**Your instructions:** Reproduce the records below exactly as they appear, omitting any pictures they contain.

**Supplied material:**
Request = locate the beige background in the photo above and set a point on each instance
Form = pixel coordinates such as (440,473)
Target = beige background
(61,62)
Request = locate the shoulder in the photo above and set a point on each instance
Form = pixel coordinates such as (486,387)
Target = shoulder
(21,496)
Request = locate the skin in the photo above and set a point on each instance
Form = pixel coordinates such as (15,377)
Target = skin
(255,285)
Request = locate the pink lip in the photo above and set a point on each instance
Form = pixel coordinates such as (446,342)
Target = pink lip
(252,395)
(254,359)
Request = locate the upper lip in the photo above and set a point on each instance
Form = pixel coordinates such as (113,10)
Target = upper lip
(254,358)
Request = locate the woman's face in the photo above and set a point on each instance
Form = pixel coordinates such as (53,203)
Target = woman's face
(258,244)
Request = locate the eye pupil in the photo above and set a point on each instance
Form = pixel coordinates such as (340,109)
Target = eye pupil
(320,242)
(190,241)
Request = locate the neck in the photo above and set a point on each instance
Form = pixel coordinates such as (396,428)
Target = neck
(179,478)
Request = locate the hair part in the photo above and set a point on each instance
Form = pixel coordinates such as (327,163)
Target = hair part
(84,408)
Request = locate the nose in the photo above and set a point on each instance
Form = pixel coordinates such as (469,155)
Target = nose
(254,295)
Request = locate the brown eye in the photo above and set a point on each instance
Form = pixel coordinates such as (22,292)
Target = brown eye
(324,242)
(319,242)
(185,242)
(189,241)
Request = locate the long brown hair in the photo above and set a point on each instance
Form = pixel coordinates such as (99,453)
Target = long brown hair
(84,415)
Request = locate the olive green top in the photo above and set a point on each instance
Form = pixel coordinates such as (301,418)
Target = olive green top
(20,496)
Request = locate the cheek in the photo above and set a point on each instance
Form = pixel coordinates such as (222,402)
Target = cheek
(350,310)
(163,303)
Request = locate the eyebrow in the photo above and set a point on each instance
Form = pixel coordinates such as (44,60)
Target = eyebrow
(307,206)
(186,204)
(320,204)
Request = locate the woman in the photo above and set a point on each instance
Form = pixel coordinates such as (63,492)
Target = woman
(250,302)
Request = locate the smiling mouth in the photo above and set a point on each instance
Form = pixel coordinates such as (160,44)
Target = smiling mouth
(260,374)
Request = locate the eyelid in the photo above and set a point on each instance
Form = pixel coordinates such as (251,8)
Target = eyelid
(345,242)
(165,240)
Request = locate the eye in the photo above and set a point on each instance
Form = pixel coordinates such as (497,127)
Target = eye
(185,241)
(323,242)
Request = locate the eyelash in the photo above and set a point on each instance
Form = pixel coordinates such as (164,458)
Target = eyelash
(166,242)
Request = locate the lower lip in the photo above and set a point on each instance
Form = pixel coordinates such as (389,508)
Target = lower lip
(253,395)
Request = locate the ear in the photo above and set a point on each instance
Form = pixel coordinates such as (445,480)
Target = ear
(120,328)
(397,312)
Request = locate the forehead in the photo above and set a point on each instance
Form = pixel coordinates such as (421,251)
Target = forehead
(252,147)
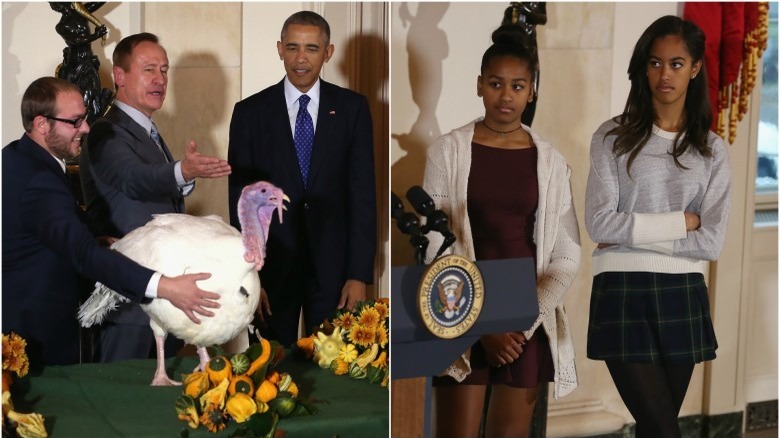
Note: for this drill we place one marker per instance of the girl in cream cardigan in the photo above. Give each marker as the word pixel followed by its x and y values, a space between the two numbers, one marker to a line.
pixel 508 195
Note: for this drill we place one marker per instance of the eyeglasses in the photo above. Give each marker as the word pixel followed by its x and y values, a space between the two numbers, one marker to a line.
pixel 77 122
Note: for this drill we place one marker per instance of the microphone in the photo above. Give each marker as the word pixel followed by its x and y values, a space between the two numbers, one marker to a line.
pixel 408 223
pixel 436 220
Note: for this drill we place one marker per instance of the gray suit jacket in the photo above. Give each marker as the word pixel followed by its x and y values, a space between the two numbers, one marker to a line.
pixel 125 180
pixel 124 176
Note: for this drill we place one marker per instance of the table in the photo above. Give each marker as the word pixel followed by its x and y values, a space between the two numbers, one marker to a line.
pixel 115 401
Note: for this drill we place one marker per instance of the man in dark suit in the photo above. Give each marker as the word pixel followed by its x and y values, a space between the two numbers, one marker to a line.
pixel 47 245
pixel 321 257
pixel 128 174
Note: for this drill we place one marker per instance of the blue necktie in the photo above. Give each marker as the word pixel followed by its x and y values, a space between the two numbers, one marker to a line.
pixel 157 139
pixel 304 136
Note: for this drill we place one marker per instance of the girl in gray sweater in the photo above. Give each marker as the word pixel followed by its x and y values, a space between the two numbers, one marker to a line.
pixel 657 205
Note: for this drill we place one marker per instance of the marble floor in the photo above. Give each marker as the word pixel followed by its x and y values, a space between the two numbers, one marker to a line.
pixel 765 433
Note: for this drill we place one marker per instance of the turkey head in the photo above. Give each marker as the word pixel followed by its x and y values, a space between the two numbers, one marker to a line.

**Response below:**
Request = locate the beige background in the photo above and set a point on each instance
Form = pixel coordinates such as (440,473)
Target = beige background
(61,62)
Request = locate the shoulder in the photo above and set a point on each instance
Form = pixel coordinates such as (486,387)
Target = shoulder
(21,496)
Request = locate the skin in the photo above and set a point on each instance
Form = pixel coordinates such as (15,377)
Target = skin
(255,285)
Request = locate the pink lip in the photo above and set a point on each instance
Form = pixel coordinates such as (446,342)
Target = pink lip
(252,395)
(254,359)
Request = locate the upper lip in the photo above and set a point on each instance
Form = pixel coordinates such as (113,10)
Target = upper lip
(254,358)
Request = locate the woman's face in the photo above and set a point on each instance
Form = pixel coordinates such as (53,203)
Target = woman's face
(258,244)
Request = locate the eye pupil in the photo above and set a point on each instance
Form = pixel coordinates such as (340,109)
Target = eye pupil
(320,242)
(190,241)
Request = locate the neck in the photo above and set a point on each instance
Form = pixel coordinates such as (396,428)
Target = neck
(179,478)
Request = locate the hair part in the photo above and set a point on each instance
Form = pixel coordinates such as (327,163)
Target = hair part
(84,408)
Request = locate the nose in the photo above and set a point on each instance
Form = pixel coordinates such as (469,155)
Target = nose
(254,295)
Request = locate the brown eye in the photo above and set a point on each instance
Form = pixel coordinates such as (22,292)
Target = brown eye
(324,242)
(319,242)
(185,242)
(189,241)
Request = locate the long brown hair in the photo above and set a point on each instance
Form = pixel coordinates such as (99,453)
Target = long brown hair
(84,415)
Request = locate the olive green top in the photo above and set a point on each instance
Form = pixel coordinates such as (301,418)
Target = olive green top
(20,496)
Request = locate the cheek in the photo above and set a point on each instance
Form = pixel coordinates such as (222,402)
Target = cheek
(350,310)
(163,303)
Request = locate the eyebrow in the photo above and set a point on each instance
Form = pixel coordinates such as (44,60)
Target = eyebrow
(307,206)
(186,204)
(320,204)
Request = locate the woman in the photo above and set a point on each instance
Form = pixel coordinates such as (63,492)
Target = woman
(250,302)
Request = locate the smiling mouth in the photo above and set a point on each instance
Form = pixel coordinates such as (160,44)
Target = smiling mouth
(260,374)
Request = locate the eyelid in the photo above and set a point on each instance
Form = pixel coordinates such as (251,8)
Target = eyelid
(345,242)
(165,240)
Request = locate the eye in the photo above and set a point on each instance
Form = pixel coordinates such as (497,127)
Target = eye
(185,241)
(323,242)
Request = locate the eyelash in the photo above and set a point on each instance
Form = pixel coordinates such as (164,458)
Target = eyelash
(166,242)
Request = locate the lower lip in the photo above and set a point on each instance
Form = pixel coordinates such as (389,508)
Target = lower lip
(253,395)
Request = locate the ear in the photo above and set a point on each instance
Form = pixel coordinates such as (445,480)
Target = ear
(120,328)
(397,312)
Request = locate the forehead in the photo above and set a point on each instance
Form = pixel coordinates such as (421,251)
Target = forehead
(252,147)
Note: for this drill we place one marker per instance of the girl in cream cardigan in the photo above. Give each marker as the word pixel followed by its x and y values, a space between the two numbers, one marker to a line.
pixel 508 195
Note: for this drill we place one marker per instance of the eyeglasses in the photo above. Give each marker as the word pixel followed by its x and y values, a space between the two numbers, one marker to a line.
pixel 77 122
Note: for this drill we place one marker per instance of the microphone in the photo above. Give each marker as the word pixel followed by its x and y values, a space between the two numbers, one marker to a line.
pixel 408 223
pixel 436 220
Note: for this drill we place one marker per instance of the gray suit jacket in the photo above. Give each marker as the word pixel followed by its x and y values, a space between the two numbers, one marker to a line.
pixel 125 180
pixel 124 176
Note: for this drill we place one marker per instance of the table in the photo above. Give each marker as the word pixel followed by its x and y values, a space between the two numbers, one marker to a line.
pixel 115 401
Note: for this drill we place one marker per instance of the man in dark suit in the photo above. Give each marker as the word pixel followed by its x and y values, a space between the two numbers, one marker to a line.
pixel 47 245
pixel 321 257
pixel 128 174
Note: for this drill we place one marker per instance of the blue necktie in the photo above. Give each marker as the word pixel followed by its x and y values, a space between the two numbers, one marker to a line.
pixel 157 139
pixel 304 136
Note: for this drill we place one marker per instance of the girl in gray sweater in the photo above. Give each marker as the word pixel followed by its x and y values, a space between the two numbers, one marker to a line.
pixel 657 205
Note: for this drill we place one marker per instance of the marble floor in the photo above. Give each marker as the word pixel followed by its x and y values, a space between the two numbers, one marker to a line.
pixel 765 433
Note: for this drill we place one marker per instance of the turkey head in the photo above. Give each marker as the word pixel followed by its x and y values, a space between the two numbers, one marker to a line.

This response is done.